Dataset entries:
*** Begin section ***

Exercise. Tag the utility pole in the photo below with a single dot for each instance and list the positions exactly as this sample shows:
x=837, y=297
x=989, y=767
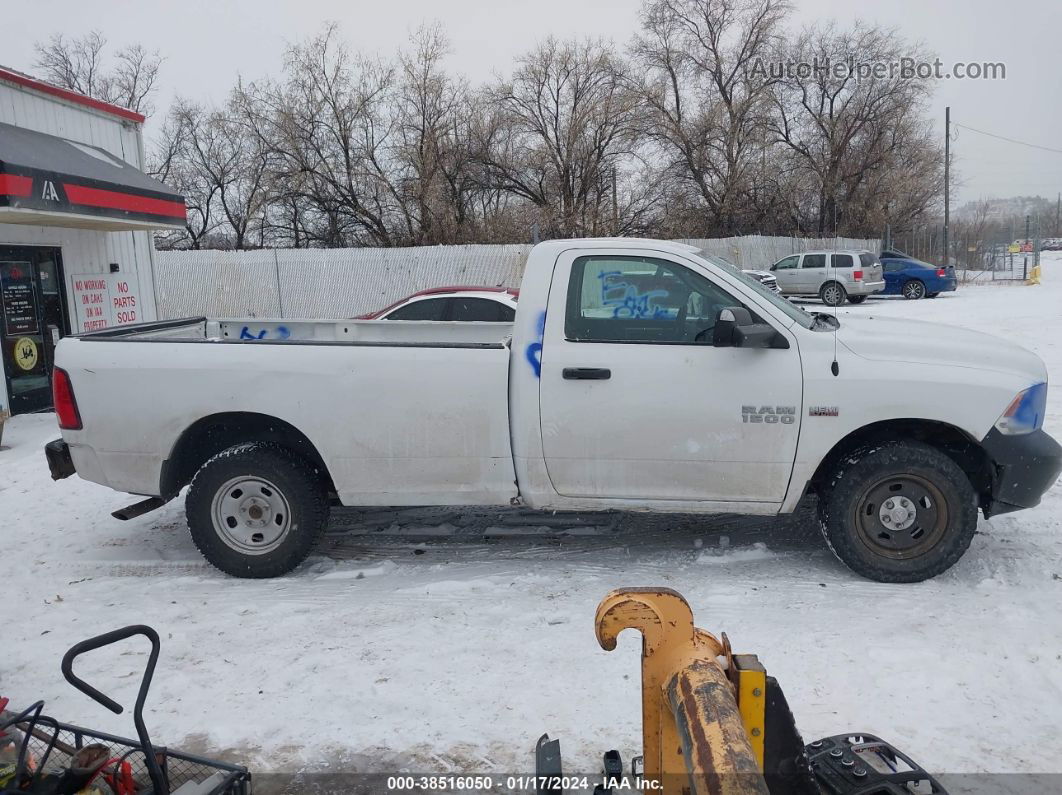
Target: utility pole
x=1025, y=246
x=947, y=174
x=615, y=205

*** End section ***

DESCRIPTION OF THE TASK: Where the data contains images, drop them and print the rest exactly.

RESULT FOR THIS TASK:
Exercise. Tag the utility pole in the photo below with a single dot for each instance and list the positions exactly as this sample shows:
x=837, y=297
x=989, y=767
Target: utility pole
x=1025, y=246
x=947, y=174
x=615, y=205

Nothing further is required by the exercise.